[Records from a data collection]
____
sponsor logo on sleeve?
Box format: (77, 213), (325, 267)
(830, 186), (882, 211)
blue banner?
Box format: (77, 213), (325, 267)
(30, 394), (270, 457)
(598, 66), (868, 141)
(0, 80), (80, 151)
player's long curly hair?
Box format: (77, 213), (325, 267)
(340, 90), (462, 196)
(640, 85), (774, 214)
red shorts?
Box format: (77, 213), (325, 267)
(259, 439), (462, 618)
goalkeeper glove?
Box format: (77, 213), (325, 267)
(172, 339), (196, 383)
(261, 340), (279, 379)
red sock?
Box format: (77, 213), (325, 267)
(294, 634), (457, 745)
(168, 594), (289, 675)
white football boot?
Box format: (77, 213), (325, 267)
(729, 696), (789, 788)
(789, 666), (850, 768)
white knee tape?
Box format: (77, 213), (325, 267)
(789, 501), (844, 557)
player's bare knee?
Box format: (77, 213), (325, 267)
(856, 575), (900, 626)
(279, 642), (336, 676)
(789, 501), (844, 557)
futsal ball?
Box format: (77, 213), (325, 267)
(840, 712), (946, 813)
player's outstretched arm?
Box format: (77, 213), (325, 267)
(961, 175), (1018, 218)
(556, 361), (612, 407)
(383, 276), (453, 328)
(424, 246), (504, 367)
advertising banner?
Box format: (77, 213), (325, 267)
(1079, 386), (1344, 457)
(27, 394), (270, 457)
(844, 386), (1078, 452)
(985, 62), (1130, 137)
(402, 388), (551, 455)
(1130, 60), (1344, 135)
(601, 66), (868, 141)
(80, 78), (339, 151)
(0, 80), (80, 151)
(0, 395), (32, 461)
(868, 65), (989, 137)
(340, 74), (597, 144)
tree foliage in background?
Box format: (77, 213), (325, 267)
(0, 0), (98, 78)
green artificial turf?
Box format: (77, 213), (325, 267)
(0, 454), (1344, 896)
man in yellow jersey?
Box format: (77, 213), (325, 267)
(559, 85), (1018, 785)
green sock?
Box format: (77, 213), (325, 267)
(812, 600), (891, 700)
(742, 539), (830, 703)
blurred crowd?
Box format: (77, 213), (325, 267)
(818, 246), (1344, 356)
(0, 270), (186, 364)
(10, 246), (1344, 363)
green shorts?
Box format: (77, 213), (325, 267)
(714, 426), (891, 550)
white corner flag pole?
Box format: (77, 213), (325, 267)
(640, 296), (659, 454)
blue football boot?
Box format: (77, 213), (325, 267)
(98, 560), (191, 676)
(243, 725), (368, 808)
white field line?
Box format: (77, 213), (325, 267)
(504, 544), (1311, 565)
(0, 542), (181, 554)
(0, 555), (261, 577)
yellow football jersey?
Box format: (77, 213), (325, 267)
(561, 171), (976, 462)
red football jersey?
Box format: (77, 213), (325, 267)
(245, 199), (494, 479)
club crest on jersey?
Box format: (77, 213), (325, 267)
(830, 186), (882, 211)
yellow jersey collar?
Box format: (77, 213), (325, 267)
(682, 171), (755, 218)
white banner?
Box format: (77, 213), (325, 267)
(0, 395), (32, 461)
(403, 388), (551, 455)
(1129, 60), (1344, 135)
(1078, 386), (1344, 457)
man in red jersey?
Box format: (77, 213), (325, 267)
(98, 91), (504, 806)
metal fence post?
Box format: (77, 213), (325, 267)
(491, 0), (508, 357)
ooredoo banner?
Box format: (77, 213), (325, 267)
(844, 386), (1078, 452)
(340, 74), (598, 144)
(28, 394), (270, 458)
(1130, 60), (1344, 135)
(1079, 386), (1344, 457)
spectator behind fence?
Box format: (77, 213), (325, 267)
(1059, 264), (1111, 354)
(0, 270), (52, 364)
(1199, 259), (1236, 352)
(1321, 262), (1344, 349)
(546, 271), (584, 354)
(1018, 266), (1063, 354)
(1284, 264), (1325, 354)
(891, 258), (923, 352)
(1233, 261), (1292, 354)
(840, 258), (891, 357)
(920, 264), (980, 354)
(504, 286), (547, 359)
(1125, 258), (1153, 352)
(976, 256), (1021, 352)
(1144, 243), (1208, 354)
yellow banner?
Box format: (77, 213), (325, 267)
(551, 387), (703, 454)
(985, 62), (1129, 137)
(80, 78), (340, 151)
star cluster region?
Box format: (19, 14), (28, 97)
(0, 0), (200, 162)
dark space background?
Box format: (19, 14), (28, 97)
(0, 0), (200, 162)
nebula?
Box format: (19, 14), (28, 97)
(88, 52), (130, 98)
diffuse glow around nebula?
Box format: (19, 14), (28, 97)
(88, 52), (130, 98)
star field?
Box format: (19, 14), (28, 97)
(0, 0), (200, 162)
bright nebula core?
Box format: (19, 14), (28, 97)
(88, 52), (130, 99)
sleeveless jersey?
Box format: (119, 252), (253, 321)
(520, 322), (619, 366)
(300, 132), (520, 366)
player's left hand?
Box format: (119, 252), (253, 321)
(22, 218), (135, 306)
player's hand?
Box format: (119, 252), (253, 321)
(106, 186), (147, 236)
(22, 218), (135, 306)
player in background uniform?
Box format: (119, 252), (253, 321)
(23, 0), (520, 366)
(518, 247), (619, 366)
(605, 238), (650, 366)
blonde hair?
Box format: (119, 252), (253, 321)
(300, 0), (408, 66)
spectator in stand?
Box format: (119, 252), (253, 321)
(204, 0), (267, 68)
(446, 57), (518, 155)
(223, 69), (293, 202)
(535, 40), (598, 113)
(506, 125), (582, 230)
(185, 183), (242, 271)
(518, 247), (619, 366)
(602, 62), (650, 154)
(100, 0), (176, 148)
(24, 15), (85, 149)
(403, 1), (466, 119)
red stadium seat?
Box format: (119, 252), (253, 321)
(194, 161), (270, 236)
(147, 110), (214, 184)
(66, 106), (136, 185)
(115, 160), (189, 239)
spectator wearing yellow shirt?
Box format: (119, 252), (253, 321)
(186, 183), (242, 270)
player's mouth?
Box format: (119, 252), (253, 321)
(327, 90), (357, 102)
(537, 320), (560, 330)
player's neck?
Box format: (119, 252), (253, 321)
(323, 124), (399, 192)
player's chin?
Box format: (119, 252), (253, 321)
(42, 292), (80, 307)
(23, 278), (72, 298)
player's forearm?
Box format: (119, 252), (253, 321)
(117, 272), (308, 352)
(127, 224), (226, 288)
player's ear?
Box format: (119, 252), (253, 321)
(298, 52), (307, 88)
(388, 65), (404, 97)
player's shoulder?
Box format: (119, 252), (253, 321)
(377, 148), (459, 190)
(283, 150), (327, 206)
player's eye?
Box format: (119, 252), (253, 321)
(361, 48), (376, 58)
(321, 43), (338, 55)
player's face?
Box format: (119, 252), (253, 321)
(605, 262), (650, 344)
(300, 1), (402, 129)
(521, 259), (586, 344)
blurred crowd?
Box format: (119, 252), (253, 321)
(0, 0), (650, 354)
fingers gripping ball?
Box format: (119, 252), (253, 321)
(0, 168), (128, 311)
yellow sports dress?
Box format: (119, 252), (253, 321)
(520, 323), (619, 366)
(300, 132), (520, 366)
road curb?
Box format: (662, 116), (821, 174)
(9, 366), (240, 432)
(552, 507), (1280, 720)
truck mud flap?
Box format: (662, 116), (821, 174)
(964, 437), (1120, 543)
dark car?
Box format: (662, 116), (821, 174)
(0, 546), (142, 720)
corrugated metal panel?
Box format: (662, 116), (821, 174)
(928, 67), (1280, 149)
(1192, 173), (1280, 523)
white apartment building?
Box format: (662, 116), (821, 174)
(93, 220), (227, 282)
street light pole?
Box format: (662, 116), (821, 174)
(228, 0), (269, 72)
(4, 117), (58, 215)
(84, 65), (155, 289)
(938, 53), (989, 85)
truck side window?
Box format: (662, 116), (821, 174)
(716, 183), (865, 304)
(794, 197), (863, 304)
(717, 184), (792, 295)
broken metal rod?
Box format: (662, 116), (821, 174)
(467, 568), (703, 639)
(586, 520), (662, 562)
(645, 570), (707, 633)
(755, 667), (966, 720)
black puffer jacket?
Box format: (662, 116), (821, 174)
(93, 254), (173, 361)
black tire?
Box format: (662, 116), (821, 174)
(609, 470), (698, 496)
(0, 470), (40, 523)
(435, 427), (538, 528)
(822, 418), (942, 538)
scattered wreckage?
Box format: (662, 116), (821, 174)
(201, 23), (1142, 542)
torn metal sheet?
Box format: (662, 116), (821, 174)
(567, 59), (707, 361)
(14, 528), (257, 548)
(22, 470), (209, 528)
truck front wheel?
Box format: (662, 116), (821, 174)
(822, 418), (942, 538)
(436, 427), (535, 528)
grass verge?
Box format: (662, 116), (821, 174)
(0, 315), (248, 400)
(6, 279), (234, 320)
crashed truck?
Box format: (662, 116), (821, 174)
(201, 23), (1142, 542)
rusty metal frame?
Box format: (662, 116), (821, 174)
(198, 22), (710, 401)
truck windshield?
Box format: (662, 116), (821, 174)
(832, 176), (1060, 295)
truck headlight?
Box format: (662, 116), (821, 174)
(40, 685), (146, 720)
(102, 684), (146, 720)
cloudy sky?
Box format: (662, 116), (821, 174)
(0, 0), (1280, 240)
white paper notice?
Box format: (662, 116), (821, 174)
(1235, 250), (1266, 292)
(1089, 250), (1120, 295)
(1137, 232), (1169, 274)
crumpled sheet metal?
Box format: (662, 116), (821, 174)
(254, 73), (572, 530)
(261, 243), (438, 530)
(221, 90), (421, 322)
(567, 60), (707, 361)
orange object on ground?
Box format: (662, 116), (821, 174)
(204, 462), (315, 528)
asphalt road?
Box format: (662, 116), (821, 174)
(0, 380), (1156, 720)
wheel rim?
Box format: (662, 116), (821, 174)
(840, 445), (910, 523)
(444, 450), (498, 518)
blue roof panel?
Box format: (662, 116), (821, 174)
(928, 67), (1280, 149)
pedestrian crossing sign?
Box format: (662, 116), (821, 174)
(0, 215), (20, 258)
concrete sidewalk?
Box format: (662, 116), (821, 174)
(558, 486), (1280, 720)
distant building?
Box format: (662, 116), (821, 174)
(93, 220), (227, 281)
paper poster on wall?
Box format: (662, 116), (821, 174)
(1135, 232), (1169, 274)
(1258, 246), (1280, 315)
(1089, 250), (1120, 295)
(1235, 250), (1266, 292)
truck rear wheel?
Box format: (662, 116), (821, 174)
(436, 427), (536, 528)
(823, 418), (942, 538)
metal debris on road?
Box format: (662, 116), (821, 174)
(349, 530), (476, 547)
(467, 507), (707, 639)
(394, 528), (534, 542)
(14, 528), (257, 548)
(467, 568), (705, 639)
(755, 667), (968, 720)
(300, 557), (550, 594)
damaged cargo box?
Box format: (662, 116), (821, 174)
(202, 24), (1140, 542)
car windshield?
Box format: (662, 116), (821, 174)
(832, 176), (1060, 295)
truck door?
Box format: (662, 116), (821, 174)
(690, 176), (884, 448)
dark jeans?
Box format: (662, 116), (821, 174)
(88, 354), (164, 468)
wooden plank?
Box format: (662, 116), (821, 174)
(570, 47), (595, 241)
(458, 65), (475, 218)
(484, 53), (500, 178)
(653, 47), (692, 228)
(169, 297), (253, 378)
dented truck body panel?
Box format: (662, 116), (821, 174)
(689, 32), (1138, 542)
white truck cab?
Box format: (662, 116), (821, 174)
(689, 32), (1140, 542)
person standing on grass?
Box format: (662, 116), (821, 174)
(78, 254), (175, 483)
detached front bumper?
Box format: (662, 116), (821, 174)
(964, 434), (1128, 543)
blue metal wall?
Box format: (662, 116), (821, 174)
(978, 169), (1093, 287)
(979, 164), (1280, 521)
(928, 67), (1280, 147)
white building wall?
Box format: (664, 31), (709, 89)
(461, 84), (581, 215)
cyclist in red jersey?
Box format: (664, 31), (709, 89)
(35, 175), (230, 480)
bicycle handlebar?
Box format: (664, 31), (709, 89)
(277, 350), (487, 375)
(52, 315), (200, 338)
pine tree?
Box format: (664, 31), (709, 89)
____
> Given instruction
Reproduce the records from the line containing "wooden plank?" up to and including the line containing "(689, 32), (1138, 542)", changing "dented" to "scratched" and keeping everything else the same.

> Problem solution
wooden plank?
Box format: (662, 116), (821, 174)
(570, 47), (595, 241)
(458, 65), (475, 218)
(484, 53), (500, 178)
(653, 47), (692, 228)
(169, 297), (253, 378)
scratched truck body panel?
Box format: (662, 116), (821, 174)
(689, 32), (1138, 542)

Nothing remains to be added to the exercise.